Stored data
****************************************
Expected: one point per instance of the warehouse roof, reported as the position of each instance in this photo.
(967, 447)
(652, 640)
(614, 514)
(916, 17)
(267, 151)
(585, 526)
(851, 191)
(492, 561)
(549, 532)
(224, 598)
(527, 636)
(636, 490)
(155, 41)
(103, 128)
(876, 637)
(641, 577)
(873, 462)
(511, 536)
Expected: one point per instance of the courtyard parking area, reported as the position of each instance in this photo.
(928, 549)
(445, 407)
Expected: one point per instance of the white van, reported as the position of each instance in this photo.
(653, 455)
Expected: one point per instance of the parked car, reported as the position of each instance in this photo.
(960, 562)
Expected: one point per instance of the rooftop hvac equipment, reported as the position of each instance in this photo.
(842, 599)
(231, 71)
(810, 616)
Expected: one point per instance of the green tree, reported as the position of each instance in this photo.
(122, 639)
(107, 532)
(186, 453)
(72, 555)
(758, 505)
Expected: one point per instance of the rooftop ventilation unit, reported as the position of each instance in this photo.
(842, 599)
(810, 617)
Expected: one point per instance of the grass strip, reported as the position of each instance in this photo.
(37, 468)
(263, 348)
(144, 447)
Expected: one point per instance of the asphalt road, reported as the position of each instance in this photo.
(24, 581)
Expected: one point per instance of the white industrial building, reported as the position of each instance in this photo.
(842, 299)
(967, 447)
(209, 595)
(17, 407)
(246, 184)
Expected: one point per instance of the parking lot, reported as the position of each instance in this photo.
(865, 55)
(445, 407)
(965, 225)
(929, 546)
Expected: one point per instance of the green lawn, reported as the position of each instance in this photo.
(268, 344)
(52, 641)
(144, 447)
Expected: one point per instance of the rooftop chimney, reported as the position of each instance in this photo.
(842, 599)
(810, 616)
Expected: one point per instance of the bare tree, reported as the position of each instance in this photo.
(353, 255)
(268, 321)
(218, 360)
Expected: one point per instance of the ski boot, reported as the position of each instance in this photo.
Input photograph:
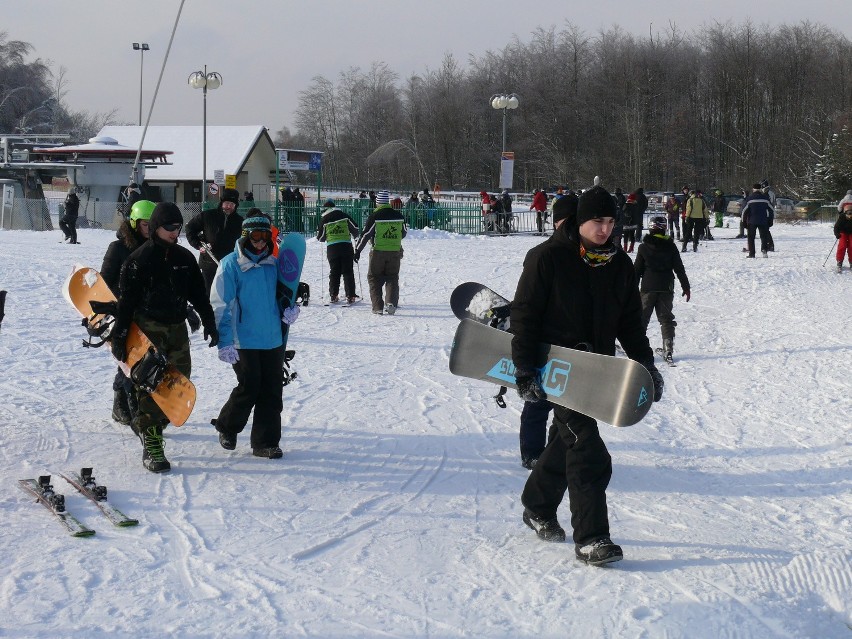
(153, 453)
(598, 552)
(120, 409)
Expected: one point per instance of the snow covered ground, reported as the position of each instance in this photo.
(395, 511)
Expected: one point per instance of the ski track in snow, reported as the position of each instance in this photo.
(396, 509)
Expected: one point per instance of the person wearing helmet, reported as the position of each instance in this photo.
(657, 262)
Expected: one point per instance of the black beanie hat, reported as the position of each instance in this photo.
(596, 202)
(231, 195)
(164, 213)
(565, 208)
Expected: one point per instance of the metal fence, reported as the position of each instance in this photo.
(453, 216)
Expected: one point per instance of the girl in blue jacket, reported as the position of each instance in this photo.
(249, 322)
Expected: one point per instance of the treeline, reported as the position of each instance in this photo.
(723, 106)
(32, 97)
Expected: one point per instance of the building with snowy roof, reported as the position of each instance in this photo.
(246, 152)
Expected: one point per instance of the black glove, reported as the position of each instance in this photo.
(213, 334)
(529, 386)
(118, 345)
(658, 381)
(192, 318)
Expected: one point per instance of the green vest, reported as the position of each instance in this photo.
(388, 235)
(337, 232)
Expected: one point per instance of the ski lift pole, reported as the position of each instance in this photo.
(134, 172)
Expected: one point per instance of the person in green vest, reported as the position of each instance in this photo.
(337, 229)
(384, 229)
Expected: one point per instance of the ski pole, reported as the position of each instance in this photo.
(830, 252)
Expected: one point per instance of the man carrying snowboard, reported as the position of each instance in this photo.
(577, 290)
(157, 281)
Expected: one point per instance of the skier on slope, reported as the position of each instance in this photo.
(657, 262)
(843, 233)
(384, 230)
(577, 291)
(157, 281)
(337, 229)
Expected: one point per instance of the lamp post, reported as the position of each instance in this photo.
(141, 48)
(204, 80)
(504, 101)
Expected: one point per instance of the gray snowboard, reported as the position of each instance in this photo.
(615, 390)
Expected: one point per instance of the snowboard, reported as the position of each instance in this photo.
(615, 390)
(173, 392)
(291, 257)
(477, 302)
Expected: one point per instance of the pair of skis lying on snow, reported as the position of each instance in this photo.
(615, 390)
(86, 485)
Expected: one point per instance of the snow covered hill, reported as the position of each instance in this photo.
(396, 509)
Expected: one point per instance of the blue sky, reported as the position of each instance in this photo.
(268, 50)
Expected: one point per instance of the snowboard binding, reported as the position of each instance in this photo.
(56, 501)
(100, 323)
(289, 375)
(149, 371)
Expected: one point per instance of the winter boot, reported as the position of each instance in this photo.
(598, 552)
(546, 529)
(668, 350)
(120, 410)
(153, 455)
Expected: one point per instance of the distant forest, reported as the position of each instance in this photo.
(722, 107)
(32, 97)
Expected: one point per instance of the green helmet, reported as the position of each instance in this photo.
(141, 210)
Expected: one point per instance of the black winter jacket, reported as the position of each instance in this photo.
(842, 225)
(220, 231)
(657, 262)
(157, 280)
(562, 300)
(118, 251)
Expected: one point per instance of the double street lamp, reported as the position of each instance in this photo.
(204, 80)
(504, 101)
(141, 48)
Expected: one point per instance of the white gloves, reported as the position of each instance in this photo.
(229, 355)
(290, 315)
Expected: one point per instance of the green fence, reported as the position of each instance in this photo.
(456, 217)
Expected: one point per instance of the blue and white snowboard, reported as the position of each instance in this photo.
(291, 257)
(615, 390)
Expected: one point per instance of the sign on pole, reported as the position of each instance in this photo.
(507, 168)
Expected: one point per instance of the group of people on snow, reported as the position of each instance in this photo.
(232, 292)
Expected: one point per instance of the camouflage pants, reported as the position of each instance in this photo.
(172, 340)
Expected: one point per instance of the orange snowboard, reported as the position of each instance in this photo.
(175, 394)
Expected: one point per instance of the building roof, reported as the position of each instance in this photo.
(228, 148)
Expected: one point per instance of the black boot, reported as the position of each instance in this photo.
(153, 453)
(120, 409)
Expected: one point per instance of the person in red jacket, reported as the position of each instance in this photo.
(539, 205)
****************************************
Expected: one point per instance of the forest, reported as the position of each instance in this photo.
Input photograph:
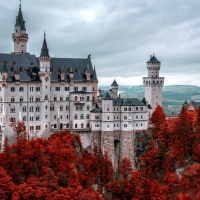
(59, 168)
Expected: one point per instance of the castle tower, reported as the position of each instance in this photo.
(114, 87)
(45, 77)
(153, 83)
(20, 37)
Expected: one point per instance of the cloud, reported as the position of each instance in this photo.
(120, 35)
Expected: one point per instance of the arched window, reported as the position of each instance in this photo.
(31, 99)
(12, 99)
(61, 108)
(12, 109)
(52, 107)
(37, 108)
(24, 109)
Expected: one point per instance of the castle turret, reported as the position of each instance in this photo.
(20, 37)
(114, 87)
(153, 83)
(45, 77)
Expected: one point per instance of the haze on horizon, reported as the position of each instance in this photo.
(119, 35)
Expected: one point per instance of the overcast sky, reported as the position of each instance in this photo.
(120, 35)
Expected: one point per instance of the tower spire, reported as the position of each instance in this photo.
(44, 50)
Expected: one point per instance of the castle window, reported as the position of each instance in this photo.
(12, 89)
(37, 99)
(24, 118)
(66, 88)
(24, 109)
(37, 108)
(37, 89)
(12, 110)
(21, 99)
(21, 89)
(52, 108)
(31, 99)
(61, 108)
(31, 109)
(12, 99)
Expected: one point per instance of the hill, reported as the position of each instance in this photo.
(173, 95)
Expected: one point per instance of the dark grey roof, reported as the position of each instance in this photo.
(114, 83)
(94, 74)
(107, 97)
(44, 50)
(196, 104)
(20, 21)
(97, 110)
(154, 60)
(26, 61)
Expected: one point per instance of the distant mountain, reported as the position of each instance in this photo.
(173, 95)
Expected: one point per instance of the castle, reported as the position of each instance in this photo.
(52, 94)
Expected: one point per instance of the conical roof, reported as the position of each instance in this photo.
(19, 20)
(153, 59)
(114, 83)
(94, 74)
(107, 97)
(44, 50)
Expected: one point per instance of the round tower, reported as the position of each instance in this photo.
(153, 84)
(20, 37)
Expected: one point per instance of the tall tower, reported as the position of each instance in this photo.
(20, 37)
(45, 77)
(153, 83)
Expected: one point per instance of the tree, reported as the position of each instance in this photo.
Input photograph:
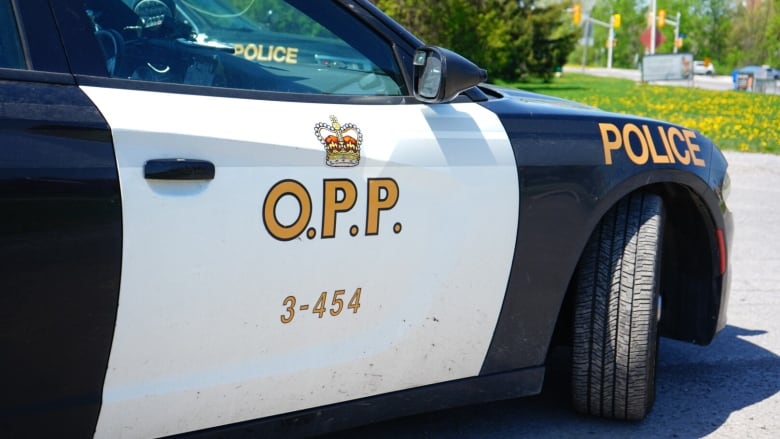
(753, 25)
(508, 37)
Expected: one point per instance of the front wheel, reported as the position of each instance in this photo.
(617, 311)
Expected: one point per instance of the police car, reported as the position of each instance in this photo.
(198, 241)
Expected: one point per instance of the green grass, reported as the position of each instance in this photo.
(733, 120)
****************************************
What needs to be done
Within the material above, transcribe exactly the lines that run from the line holding "Expected: one point per instance of the green tree, reported" through the line holding "Expected: one point per instance of the ski boot, reported".

Output of the exercise
Expected: one point per instance of the green tree, reported as the position of each instance in this photo.
(122, 639)
(107, 532)
(186, 453)
(72, 555)
(758, 505)
Expected: one point per instance of the rooftop ventilation unit, reported as the position of each instance in this photo.
(842, 599)
(810, 617)
Expected: one point per instance of the grass strip, reported as the position of each instance in this photo.
(37, 468)
(263, 348)
(144, 447)
Expected: one point per instance of the asphalt road, reported as the position of each instance in this photo.
(24, 581)
Expected: one point per instance of the white industrial building, reported as the position of each instance in this photo.
(842, 299)
(967, 447)
(209, 595)
(17, 407)
(246, 184)
Expected: one point per instance of the parking lot, reported as the position of each instance in this photo.
(865, 55)
(445, 407)
(965, 225)
(929, 546)
Expected: one point per instance of the green lawn, reported as the position of each instance in this photo.
(268, 344)
(52, 641)
(144, 447)
Expected: one point per instance of the rooftop chimney, reported as the position of each instance in this photo.
(842, 599)
(810, 616)
Expected: one point per instance of the bare tree, reported as the position of each instance in this photo.
(353, 255)
(268, 321)
(218, 360)
Expected: one point per instance of the ski boot, reported as the position of each instance in this photo.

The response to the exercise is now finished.